Dataset entries section start

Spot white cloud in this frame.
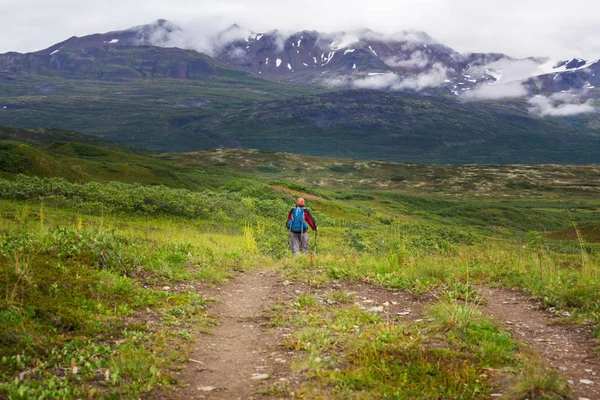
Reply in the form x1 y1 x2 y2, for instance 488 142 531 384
528 94 596 116
361 30 435 44
467 59 546 84
385 51 429 69
394 63 448 90
214 25 254 48
133 20 216 55
351 73 398 90
326 64 448 91
463 82 528 100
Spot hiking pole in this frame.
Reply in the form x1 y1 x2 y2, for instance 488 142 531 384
314 230 318 255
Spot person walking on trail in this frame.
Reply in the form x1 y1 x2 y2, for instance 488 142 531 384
286 197 318 255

Dataset entries section end

What to do >>
Output each line above exactly. Skip the images.

Result for this exercise >>
Spot white cloud in this frame.
Reply in the form x1 y1 x2 y2, for instance 488 142 531 384
528 94 596 116
361 30 435 44
467 59 546 84
385 51 429 69
394 63 448 90
214 25 254 48
133 20 216 55
351 73 398 90
326 64 448 91
463 82 528 100
Spot hiking pole in this frame.
Reply in the form x1 y1 x2 y2, for instance 488 142 531 384
314 230 318 255
Spot person walking on trail in this frame.
Reply in the form x1 y1 x2 y2, for instance 488 142 531 384
286 197 318 255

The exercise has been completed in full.